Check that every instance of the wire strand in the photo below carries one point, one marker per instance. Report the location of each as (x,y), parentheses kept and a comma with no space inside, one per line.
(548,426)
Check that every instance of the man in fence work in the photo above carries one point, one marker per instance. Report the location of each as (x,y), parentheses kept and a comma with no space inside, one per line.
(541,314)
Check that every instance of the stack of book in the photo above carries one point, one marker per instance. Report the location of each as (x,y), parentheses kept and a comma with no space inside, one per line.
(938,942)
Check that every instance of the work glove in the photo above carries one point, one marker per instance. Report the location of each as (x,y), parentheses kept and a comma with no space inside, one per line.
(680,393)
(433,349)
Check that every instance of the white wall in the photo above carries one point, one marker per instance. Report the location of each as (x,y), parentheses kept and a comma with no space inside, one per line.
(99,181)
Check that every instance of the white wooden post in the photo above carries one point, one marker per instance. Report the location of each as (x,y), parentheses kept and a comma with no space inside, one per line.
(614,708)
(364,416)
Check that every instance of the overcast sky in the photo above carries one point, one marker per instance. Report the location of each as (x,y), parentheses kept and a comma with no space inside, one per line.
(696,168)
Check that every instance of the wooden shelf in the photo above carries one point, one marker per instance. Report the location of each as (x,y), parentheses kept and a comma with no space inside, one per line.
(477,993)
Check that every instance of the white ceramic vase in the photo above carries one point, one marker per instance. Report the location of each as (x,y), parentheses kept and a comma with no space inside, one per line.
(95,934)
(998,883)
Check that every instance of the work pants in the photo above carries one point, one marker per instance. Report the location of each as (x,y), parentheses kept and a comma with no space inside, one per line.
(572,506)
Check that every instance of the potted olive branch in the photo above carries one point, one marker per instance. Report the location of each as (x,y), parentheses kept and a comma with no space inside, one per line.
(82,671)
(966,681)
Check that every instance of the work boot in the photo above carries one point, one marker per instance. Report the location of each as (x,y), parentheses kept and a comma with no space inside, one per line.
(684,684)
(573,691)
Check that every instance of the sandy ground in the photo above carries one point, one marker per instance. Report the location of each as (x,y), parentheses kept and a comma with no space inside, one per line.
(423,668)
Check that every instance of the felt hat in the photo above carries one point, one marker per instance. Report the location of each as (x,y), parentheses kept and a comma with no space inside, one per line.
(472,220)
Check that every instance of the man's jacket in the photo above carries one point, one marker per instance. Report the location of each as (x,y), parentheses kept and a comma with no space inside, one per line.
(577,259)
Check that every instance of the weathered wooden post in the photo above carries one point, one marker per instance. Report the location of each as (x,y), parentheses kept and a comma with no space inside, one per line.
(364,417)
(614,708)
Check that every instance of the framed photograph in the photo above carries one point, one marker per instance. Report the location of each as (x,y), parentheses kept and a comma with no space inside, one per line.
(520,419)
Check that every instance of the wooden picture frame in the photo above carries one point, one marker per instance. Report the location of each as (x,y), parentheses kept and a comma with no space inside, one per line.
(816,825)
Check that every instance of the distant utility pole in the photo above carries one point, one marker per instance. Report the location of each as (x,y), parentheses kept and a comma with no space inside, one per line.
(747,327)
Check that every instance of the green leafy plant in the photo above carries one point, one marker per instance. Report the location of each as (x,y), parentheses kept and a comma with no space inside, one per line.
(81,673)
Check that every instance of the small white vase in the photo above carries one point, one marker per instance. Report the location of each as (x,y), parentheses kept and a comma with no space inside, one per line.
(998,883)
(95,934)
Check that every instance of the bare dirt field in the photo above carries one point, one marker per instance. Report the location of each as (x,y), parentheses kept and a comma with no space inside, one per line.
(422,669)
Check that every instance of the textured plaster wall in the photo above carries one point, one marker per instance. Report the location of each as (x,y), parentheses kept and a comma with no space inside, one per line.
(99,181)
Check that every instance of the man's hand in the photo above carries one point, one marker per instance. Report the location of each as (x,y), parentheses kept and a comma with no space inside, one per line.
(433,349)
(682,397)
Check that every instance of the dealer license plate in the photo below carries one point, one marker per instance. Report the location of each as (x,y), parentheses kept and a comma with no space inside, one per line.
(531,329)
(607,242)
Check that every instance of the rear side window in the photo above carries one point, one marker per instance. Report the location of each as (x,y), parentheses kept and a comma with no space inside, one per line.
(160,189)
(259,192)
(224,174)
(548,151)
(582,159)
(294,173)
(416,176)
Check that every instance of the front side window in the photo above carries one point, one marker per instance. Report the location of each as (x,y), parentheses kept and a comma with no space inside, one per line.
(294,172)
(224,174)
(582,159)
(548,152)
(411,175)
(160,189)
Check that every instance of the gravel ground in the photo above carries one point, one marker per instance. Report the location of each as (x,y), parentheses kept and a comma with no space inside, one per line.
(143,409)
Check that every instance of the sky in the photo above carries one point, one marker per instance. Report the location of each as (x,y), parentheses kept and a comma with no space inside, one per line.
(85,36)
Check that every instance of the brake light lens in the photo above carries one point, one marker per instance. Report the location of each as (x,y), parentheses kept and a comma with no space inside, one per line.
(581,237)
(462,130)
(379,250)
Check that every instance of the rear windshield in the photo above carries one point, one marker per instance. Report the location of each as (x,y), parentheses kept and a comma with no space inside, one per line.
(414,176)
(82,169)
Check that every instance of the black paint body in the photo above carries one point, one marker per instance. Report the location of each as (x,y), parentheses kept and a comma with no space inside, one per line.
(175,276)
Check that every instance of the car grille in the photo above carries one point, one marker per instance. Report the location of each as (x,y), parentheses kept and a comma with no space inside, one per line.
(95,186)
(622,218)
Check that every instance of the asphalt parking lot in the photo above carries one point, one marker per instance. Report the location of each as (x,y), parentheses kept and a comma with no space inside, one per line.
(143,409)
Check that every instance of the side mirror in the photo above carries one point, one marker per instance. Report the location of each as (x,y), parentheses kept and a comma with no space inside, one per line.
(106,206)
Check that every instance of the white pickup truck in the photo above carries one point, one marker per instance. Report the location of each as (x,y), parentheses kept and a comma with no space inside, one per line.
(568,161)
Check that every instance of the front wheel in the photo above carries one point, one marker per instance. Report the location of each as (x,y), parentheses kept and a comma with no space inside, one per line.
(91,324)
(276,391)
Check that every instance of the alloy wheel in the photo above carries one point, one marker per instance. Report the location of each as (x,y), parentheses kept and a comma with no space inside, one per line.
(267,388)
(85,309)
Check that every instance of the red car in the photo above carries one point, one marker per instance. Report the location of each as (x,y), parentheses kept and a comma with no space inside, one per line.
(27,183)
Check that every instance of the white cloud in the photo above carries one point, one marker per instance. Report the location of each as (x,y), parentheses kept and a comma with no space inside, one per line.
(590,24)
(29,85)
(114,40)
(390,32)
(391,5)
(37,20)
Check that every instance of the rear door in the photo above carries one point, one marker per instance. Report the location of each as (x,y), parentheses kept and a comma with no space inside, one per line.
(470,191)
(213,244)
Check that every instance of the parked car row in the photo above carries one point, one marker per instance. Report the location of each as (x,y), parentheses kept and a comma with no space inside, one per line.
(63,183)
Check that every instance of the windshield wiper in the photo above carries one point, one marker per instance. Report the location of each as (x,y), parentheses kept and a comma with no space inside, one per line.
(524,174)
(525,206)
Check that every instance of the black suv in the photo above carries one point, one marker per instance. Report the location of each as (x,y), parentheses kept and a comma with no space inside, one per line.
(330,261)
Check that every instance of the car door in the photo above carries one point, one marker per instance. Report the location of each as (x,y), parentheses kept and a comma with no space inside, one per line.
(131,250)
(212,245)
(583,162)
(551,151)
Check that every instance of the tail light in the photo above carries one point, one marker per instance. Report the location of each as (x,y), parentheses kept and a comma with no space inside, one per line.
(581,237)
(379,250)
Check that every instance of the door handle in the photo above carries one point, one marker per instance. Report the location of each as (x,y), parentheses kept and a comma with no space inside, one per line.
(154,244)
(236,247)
■ ■ ■ ■ ■
INSTRUCTIONS FOR THE TASK → An exact repetition of the data above is all that is needed.

ANSWER TO THE PROBLEM →
Check that every instance of the wire strand in the photo below carries one point, one marker per instance. Report the location of each as (x,y), parentheses kept and a comma with no space inside, one per line.
(548,426)
Check that every instance of the man in fence work in the photo above carries one point, one marker per instance. Report the location of each as (x,y), parentheses kept and a comma with no space inside, one per line.
(541,314)
Check that every instance of the stack of book in the photo above carries one point, one marker per instance. Report the location of each as (x,y), parentheses kept and a comma with no space inside, one per line.
(938,942)
Check that every instance of the work glove in the photo above carries one point, one marker per instance. Report the location of each as (x,y), parentheses kept and a comma with no space inside, one per line.
(680,393)
(433,349)
Check that every instance of the white wall in the photo above carries one point, one marker per instance. Report the location of each as (x,y), parentheses kept and a comma with no space inside, one per line.
(99,181)
Check that every instance of the white wooden post in the photo above carries one point, one marker per instance. Report the location of each as (x,y), parentheses kept and a comma with no space inside, one per line.
(614,708)
(364,416)
Check that every instance of the overcast sky in the photo above carries one point, one marker per instance. Report the location of each as (x,y), parentheses kept and a comma with no space inside, one per line.
(696,168)
Check that every instance of the wooden shelf in the photo above carries one point, one marker per instance. Report the location of each as (x,y), parentheses kept and a comma with no space inside, one per line.
(477,993)
Check that every instance of the white ceramic vase in the photo above carries one point, one marker per instance. Report the location of each as (x,y), parentheses kept and a comma with no space inside, one per line.
(95,934)
(998,883)
Check that every instance of the work pants in the photo above carries one point, one marker per instance. Report the location of each as (x,y), parentheses kept and a comma with no space inside, one per line.
(572,506)
Check that every instance of the potted olive branch in the photo above carries one point, one marker per instance. Report the location of each as (x,y), parentheses kept and a comma with no space inside, one per line.
(82,671)
(966,681)
Check that every instance of the work boot in the photo above carries one point, one marker per instance. Report the location of each as (x,y), parentheses kept and a comma with no space inside, one per line.
(684,684)
(573,691)
Check that every instance of the sandy ground in the photo above carries one point, one marker per instance. Report the location of each as (x,y), parentheses kept and a comma with no space inside, one per line.
(423,668)
Check that every instance of the felt hat in the photo above carries one point, one marker per instance. Report the location of each as (x,y), parentheses kept and a comma with no space inside, one per line.
(472,220)
Check that every instance of the man's jacket in the photo above carries one point, one marker per instance. Report the location of each as (x,y), parentheses kept and a comma with no space inside, one per line.
(577,259)
Check that every instance of the weathered wooden post in the photo above carries one point, one marker per instance. Report the location of each as (x,y), parentheses kept and a comma with no space inside, one per line.
(364,417)
(614,708)
Check that every instance of the framed photograph in the photo above carries one point, one marker per instance. Report the location of each as (x,y), parentheses kept and a comma with no space inside, one per line.
(520,419)
Check that every instance of the wooden picture frame in the photo above carries one point, one marker per instance. Report the location of each as (x,y), parentheses kept and a comma with no space inside, one per line.
(816,825)
Check that every instance of the distant utility pole in the photo above carries one point, one marker per instance. Report the location of each as (x,y), parentheses kept and a comma with no space inside, one per line.
(747,327)
Check that every instance of the green leafy plant in the photo above carries one point, one marker per instance. Report the location of each as (x,y), parentheses kept and a comma with no space inside, one per line.
(81,673)
Check that every instance of the small white vase in the photo above carries one point, one marker per instance. Report the location of each as (x,y), parentheses kept and a comma with no space inside, one per line.
(998,883)
(95,934)
Check that every instance of the bare dirt field in the photo above carries one point, one marker per instance. Report the location of each as (x,y), parentheses kept and a comma with no space inside, one per line.
(422,669)
Check that every instance of the textured plaster wall in the photo above carries one point, one marker per instance. Report the location of each as (x,y), parentheses kept and a comma with no space inside, one per line.
(99,181)
Check that every instance of the man's hand in the photo above carries one point, one marker per instance. Report the location of each as (x,y), parentheses kept and a comma with no space inside, one per line.
(433,349)
(682,397)
Check that every instance of the dealer license plate in the photo below carries one point, one marker per instance. Report the location of each as (x,y), parentheses kept and a comma with no space inside, one per line.
(531,329)
(607,242)
Check that every instance of the rear side window in the photo above carries one point, one marker per instance. Report the location of each as (x,y), parentheses kept and a comma with no space inside, one per line.
(160,189)
(259,192)
(224,174)
(548,151)
(582,159)
(294,173)
(416,176)
Check that every instance of the front side window in the photo above carries one point, one marker per instance. Report the location of each as (x,y), parentheses kept and a comma with no space inside, one per line.
(294,172)
(224,174)
(582,159)
(548,152)
(411,175)
(160,189)
Check that every instance of the gravel ground in the photo above carries one point, one marker per instance. Report the location of each as (x,y), parentheses kept and a comma with no space inside, one per line.
(143,409)
Check that every instance of the sky in the photo above carries one point, one marker per instance. Report the location of each as (x,y), parentheses kept and a comma with no space inside, one per line.
(85,36)
Check that every instance of the brake light lens in the photo above carries one point, one marker per instance. Report the location of each as (x,y), parentheses kept and a comma with no space inside, one per line.
(581,237)
(462,130)
(379,250)
Check that every instance of the rear windshield in the photo above carries one point, one marker per instance. Report the location of each as (x,y), parentheses kept and a comma with no space inside, one per line.
(414,176)
(82,169)
Check that every instance of the black paint body in the photo above carries one point, one marker per instance. Report the location of each as (x,y), parentheses kept and a comma with no space inside, one per line.
(175,276)
Check that every instance of the car grille in the photo above carries one point, one marker per instance. Report the location of each as (x,y), parentheses kept and a comma with no space inside, one per line.
(95,186)
(622,218)
Check that every instance of the asphalt parking lot in the photo above carries one point, one marker per instance. Report the location of each as (x,y), parentheses kept and a comma with no space inside, one per line.
(143,409)
Check that every instance of the side mirror in the photo above carries one point, one marker per instance. Report the location of each as (x,y), parentheses kept and a comma with no space inside, one per line.
(106,206)
Check that every instance of the white pickup truck in the photo above carries one point, one marker per instance. Report the location of each as (x,y), parentheses kept and a comma with no space inside, one per line.
(568,161)
Check that every instance of the front wheel in the photo above carries one point, one marker per instance. Report the location of each as (x,y), parentheses kept and a comma with no space inside, one per line.
(91,324)
(276,391)
Check that every instance of the alloy wheel in the photo above carries one point, one marker per instance. Report the location of each as (x,y), parentheses kept and a comma with no space inside, one per line.
(267,388)
(85,309)
Check that every instance of the red car in the photo above carries one point, one marker per instance. Report the location of each as (x,y), parentheses kept and a comma with no space inside, one per line.
(27,183)
Check that every instance of the white cloud in the photo above carries one point, one marker per instance. Report the location of each as (x,y), parentheses kept and a comma with no space inside, one per line.
(590,24)
(29,85)
(114,40)
(390,32)
(391,5)
(37,20)
Check that every instance of the rear door in the photo above carries one point, one marker per instance. Report the location of each as (x,y), parentheses kept and a comma with no space inside, one per line.
(470,191)
(213,244)
Check that every instance of the parked car row in the photo above carries one point, one marker per instance. Report the location of each as (x,y), parentheses kept and a comma with no space inside, one per line.
(63,183)
Check that every instance of the windshield wiper in the photo above carries one point, one marker per instance. Report the location of each as (x,y), parentheses kept and a comma with no space inside, one per line.
(524,174)
(525,206)
Check that every instance of the black suv in the photo above carries one point, one marker per instance. Report the location of each as (x,y), parentheses kept and a comma with no space inside, one per line.
(330,261)
Check that every instance of the car door in the photo above carries one point, one marker per instance. Report the location of each as (x,y), parentheses kept and a comma with no space inside, one per line.
(131,250)
(212,245)
(583,162)
(551,151)
Check that every instance of the tail light in the photo above carries one point, one marker per instance. Report the location of each as (x,y), parentheses kept and a comma with no space inside, one per line.
(581,237)
(379,250)
Check that every instance of the door handle in the photo above carries one point, one marker per instance. Report the location of each as (x,y), parentheses kept and a comma with no space inside, one per line.
(154,244)
(236,247)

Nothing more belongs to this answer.